Problem ▸ Copy the material below verbatim, keeping every line in its original order.

Records for this task ▸
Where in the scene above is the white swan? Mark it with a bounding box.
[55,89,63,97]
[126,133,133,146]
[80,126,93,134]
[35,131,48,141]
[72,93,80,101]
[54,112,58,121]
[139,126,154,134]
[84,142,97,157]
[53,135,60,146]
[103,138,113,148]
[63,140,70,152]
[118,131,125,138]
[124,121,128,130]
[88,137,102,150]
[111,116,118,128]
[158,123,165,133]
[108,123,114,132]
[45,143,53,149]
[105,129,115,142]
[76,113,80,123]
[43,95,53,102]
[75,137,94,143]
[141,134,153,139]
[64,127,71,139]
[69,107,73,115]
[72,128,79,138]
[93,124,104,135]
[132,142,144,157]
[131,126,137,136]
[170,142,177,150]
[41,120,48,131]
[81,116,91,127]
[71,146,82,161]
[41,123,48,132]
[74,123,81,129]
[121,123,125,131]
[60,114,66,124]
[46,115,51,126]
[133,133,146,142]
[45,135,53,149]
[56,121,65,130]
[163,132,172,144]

Reply ▸
Where in the scene above is the white swan? Mark it with a bounding box.
[55,89,63,97]
[126,133,133,146]
[80,126,93,134]
[35,131,48,141]
[72,93,80,101]
[54,112,58,121]
[139,126,154,134]
[84,142,97,157]
[53,135,60,146]
[103,138,113,148]
[63,140,70,152]
[118,131,125,138]
[124,121,128,130]
[88,137,102,150]
[111,116,118,128]
[158,123,165,133]
[108,123,114,132]
[45,143,53,149]
[105,129,115,142]
[76,113,80,123]
[43,95,53,102]
[75,137,94,143]
[141,134,153,139]
[64,127,71,139]
[69,107,73,115]
[72,128,79,138]
[93,124,104,135]
[132,142,144,157]
[131,126,137,136]
[170,142,177,150]
[41,120,48,131]
[81,116,91,127]
[71,146,82,161]
[41,123,48,132]
[74,123,81,129]
[121,123,125,131]
[60,114,66,124]
[46,115,51,126]
[133,133,146,142]
[45,135,53,149]
[56,121,65,130]
[163,132,172,144]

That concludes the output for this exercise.